* **Requirements**: Reproduce word for word the lines of the items below, beginning with the line that contains "stack of gray" and stopping after the line that contains "(1118, 348)".

* **Records provided**:
┌────────
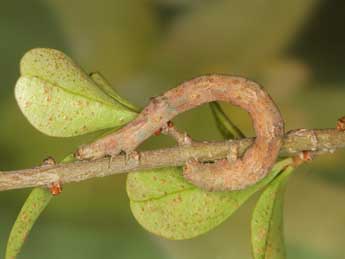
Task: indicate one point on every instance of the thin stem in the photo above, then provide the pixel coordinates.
(294, 142)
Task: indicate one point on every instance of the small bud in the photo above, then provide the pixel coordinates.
(55, 188)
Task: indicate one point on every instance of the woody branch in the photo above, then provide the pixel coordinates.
(318, 141)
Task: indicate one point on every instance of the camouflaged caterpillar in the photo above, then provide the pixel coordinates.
(222, 175)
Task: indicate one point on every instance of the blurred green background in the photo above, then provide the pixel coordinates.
(295, 48)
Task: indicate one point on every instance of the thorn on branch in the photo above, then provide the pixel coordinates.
(55, 188)
(302, 157)
(341, 124)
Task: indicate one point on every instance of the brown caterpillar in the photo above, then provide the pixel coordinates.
(221, 175)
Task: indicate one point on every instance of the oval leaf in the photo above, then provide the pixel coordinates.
(59, 99)
(267, 220)
(102, 83)
(225, 126)
(164, 203)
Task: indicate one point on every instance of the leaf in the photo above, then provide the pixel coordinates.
(225, 126)
(34, 205)
(267, 220)
(60, 99)
(164, 203)
(102, 83)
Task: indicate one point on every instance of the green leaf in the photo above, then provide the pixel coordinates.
(165, 204)
(225, 126)
(267, 220)
(102, 83)
(60, 99)
(34, 205)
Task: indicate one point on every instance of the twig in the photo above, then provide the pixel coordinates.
(294, 142)
(220, 175)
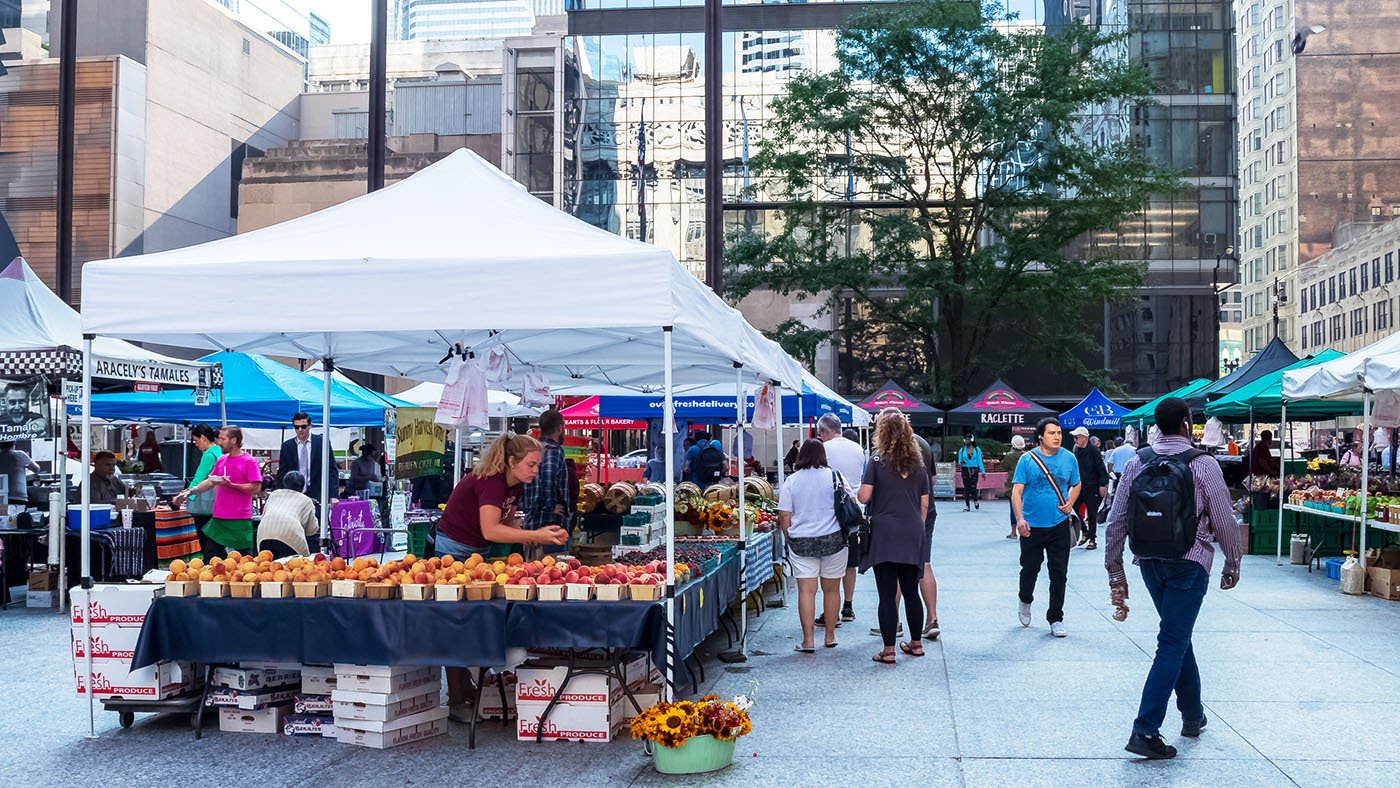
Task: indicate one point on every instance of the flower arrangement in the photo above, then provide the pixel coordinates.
(672, 724)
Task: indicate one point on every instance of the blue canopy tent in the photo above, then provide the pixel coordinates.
(1094, 412)
(261, 394)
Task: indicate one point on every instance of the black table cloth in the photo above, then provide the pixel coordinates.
(388, 631)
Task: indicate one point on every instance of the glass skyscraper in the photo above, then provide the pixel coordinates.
(641, 149)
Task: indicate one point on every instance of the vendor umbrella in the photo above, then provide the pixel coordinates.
(1094, 412)
(998, 403)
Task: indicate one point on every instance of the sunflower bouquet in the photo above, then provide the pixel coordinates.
(671, 724)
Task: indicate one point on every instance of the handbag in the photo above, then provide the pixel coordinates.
(1074, 518)
(200, 504)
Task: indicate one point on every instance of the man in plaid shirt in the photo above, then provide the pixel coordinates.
(545, 500)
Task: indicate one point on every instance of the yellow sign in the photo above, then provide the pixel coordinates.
(422, 445)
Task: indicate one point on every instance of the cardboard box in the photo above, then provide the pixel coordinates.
(114, 678)
(255, 678)
(378, 707)
(44, 578)
(308, 725)
(384, 679)
(108, 643)
(539, 680)
(318, 679)
(570, 721)
(261, 721)
(433, 725)
(1383, 582)
(248, 700)
(305, 703)
(122, 605)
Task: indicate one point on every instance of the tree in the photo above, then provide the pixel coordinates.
(940, 178)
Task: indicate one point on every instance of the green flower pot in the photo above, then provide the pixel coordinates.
(697, 755)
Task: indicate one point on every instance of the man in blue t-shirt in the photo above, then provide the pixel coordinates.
(1043, 521)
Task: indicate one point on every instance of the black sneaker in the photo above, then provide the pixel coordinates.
(1150, 748)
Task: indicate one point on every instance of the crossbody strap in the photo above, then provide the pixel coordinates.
(1049, 477)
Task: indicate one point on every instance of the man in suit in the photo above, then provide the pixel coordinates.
(301, 452)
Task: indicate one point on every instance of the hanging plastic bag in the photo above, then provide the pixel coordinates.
(535, 392)
(1353, 577)
(454, 395)
(765, 409)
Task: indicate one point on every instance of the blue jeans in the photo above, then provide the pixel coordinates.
(1178, 588)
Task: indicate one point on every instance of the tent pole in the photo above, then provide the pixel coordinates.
(86, 532)
(1283, 456)
(1365, 469)
(777, 430)
(326, 367)
(744, 531)
(457, 458)
(669, 424)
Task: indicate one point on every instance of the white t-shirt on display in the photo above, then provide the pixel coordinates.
(847, 458)
(809, 497)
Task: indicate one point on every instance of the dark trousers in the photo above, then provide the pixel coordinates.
(969, 486)
(1178, 588)
(1091, 503)
(903, 577)
(1053, 546)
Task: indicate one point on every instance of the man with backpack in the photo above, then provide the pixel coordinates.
(1172, 501)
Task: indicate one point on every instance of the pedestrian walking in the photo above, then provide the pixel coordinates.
(969, 462)
(807, 515)
(1094, 477)
(1172, 503)
(895, 491)
(1008, 463)
(847, 458)
(1042, 496)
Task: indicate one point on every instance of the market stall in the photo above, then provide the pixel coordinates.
(41, 357)
(472, 238)
(1369, 377)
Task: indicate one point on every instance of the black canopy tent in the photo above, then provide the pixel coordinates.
(998, 405)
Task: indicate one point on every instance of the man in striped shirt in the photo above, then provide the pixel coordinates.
(1176, 585)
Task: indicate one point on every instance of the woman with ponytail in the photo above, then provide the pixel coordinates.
(482, 508)
(480, 512)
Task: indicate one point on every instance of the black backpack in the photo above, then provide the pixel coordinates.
(1162, 517)
(711, 465)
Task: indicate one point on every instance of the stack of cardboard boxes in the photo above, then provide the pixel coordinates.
(592, 707)
(254, 697)
(118, 612)
(381, 706)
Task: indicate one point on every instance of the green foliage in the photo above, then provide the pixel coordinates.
(976, 168)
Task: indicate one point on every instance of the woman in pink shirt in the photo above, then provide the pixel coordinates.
(237, 477)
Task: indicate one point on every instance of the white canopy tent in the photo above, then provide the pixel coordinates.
(457, 258)
(1368, 375)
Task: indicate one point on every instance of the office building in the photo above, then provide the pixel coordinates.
(1347, 296)
(1319, 146)
(157, 161)
(643, 154)
(416, 20)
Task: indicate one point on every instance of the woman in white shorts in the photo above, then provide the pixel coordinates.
(807, 514)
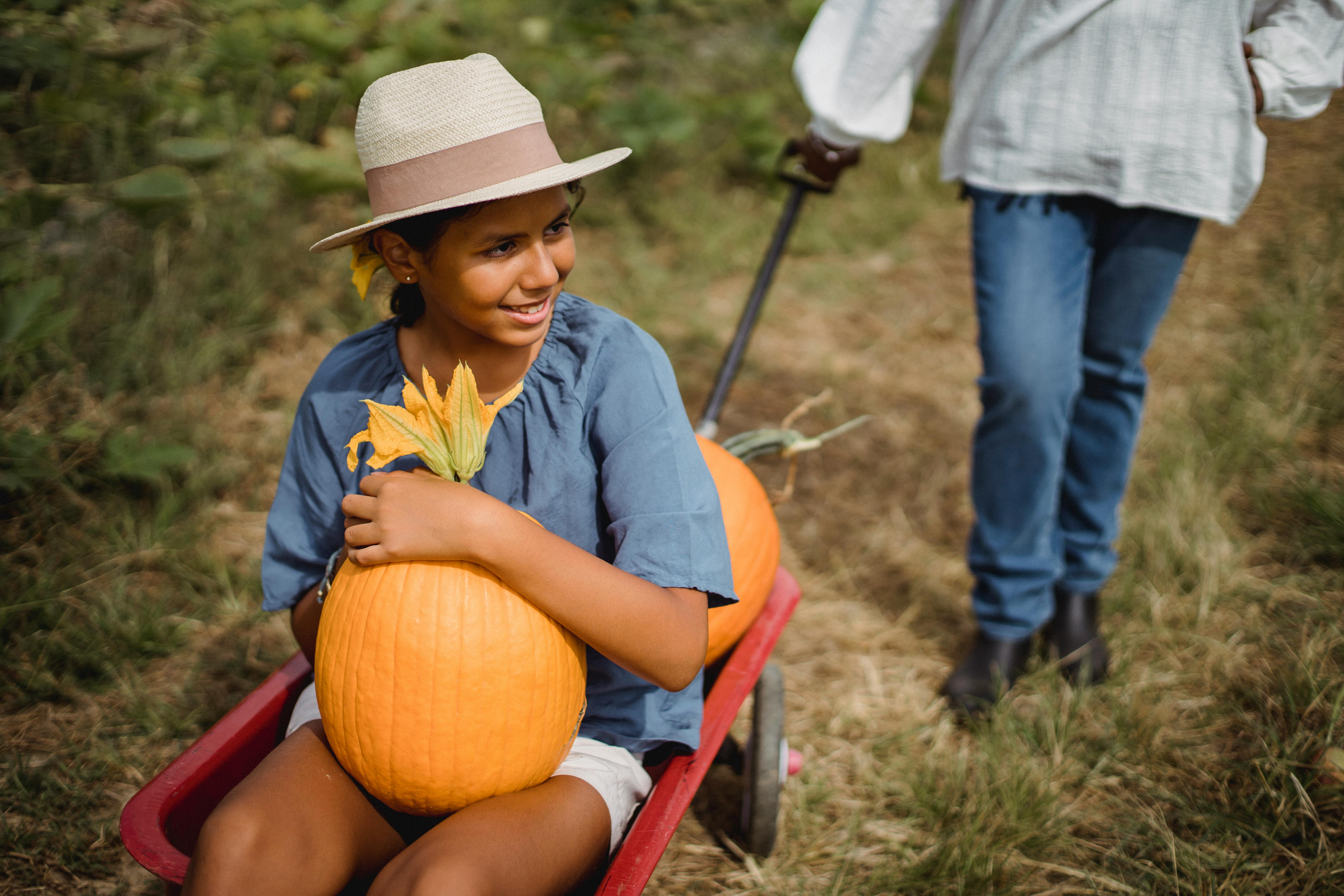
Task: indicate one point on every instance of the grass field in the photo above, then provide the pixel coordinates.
(159, 328)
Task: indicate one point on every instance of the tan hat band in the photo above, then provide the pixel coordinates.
(460, 170)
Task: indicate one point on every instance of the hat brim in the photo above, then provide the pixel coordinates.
(553, 177)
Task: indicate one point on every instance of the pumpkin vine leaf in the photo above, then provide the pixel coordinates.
(788, 443)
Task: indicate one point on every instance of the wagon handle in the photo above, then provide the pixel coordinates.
(802, 183)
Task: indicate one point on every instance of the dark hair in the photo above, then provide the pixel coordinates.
(423, 232)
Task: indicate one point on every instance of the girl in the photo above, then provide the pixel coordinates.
(472, 220)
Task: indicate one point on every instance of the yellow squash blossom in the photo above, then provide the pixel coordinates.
(447, 433)
(364, 261)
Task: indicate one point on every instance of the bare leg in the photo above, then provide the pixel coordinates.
(296, 825)
(541, 842)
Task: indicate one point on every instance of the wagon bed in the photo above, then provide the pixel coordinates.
(161, 824)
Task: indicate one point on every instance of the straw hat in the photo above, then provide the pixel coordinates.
(454, 134)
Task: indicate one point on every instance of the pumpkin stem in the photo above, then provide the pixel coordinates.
(825, 396)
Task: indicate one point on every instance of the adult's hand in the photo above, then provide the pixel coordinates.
(825, 160)
(1260, 95)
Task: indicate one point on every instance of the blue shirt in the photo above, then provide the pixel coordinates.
(597, 448)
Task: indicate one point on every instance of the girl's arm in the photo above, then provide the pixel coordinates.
(659, 635)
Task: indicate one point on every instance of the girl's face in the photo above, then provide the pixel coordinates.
(495, 273)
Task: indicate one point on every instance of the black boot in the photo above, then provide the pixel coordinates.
(986, 674)
(1073, 635)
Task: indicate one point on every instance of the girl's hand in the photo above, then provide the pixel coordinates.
(417, 516)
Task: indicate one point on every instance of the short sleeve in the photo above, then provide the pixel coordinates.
(306, 522)
(659, 496)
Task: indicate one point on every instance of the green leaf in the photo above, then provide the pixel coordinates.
(22, 326)
(196, 152)
(162, 186)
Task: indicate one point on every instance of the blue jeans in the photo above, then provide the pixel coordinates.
(1069, 291)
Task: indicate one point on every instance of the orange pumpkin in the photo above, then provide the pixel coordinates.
(753, 543)
(440, 686)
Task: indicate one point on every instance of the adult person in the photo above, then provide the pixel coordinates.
(1091, 138)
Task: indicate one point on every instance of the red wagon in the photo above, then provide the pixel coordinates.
(161, 824)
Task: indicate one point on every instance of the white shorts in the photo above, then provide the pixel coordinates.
(614, 772)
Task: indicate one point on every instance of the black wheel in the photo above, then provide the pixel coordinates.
(767, 764)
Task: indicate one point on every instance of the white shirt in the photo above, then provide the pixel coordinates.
(1143, 103)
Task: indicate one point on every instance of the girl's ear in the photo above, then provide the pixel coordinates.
(398, 256)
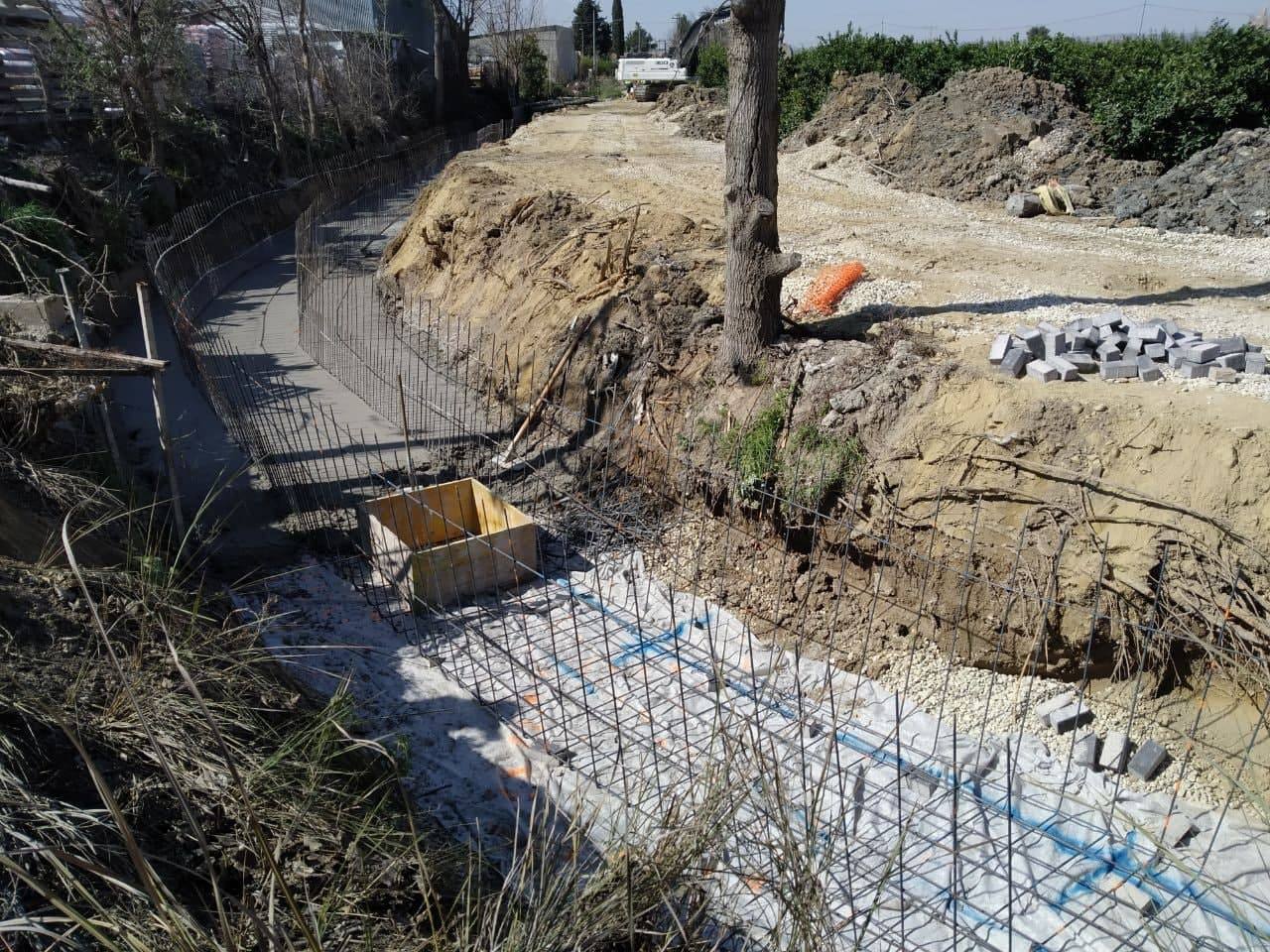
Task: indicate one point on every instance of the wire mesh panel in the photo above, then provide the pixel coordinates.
(921, 803)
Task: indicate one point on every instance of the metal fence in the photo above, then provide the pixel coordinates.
(919, 806)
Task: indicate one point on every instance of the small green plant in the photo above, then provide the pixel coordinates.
(752, 449)
(816, 465)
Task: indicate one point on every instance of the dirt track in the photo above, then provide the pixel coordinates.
(951, 264)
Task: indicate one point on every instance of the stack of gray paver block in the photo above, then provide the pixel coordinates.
(1118, 348)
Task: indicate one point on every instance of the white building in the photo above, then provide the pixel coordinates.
(556, 44)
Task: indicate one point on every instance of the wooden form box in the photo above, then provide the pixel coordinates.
(451, 542)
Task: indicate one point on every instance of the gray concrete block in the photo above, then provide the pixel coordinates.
(1148, 760)
(1032, 339)
(1202, 352)
(998, 349)
(1147, 333)
(1084, 749)
(1070, 717)
(1084, 363)
(1118, 370)
(1042, 371)
(1115, 752)
(1066, 368)
(1015, 362)
(1107, 350)
(1058, 702)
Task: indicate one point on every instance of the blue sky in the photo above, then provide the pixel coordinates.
(808, 19)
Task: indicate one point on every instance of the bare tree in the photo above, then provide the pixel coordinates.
(506, 23)
(246, 22)
(756, 267)
(130, 54)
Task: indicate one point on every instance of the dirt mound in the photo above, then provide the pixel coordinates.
(989, 134)
(855, 108)
(525, 264)
(1223, 189)
(699, 112)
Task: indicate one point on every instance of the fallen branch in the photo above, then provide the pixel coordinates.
(141, 363)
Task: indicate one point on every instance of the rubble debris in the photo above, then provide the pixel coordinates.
(1024, 204)
(1084, 749)
(1148, 760)
(1116, 348)
(1115, 752)
(1046, 708)
(1223, 189)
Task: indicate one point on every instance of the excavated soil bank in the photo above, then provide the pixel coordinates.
(985, 135)
(699, 112)
(957, 461)
(1223, 189)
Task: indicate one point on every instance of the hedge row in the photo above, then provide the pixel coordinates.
(1161, 96)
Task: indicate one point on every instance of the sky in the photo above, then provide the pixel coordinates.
(808, 19)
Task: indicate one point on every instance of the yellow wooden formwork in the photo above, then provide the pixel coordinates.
(451, 542)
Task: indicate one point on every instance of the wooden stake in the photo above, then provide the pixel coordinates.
(405, 433)
(102, 407)
(556, 375)
(148, 330)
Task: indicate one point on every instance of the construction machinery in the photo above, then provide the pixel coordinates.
(651, 76)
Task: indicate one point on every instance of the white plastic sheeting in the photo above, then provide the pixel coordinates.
(919, 835)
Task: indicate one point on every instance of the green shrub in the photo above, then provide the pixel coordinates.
(712, 66)
(1160, 96)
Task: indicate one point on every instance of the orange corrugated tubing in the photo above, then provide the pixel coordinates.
(829, 286)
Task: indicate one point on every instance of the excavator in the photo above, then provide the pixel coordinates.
(649, 77)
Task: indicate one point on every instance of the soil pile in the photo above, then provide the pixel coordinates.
(985, 135)
(699, 112)
(856, 107)
(525, 264)
(1223, 189)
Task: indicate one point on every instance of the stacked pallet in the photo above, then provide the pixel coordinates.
(1116, 348)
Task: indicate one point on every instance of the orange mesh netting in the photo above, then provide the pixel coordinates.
(829, 286)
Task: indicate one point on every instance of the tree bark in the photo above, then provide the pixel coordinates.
(756, 267)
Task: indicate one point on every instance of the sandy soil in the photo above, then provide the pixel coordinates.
(955, 266)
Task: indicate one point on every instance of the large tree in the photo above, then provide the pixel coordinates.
(756, 267)
(619, 26)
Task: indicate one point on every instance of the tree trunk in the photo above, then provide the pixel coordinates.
(308, 66)
(756, 267)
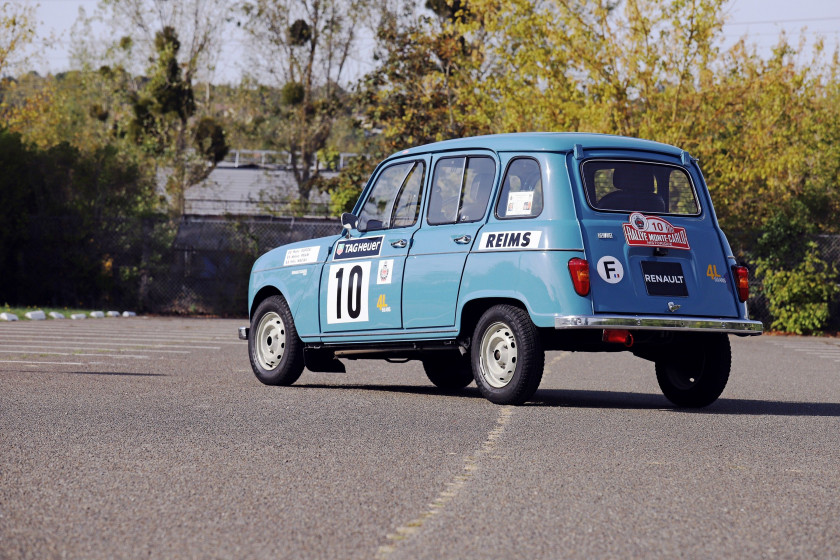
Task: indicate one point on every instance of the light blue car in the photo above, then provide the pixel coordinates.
└────────
* **Expected answer**:
Task: indicate one point on every instance of the stack of gray paver block in the photo above, then provide the pixel coordinates.
(1118, 348)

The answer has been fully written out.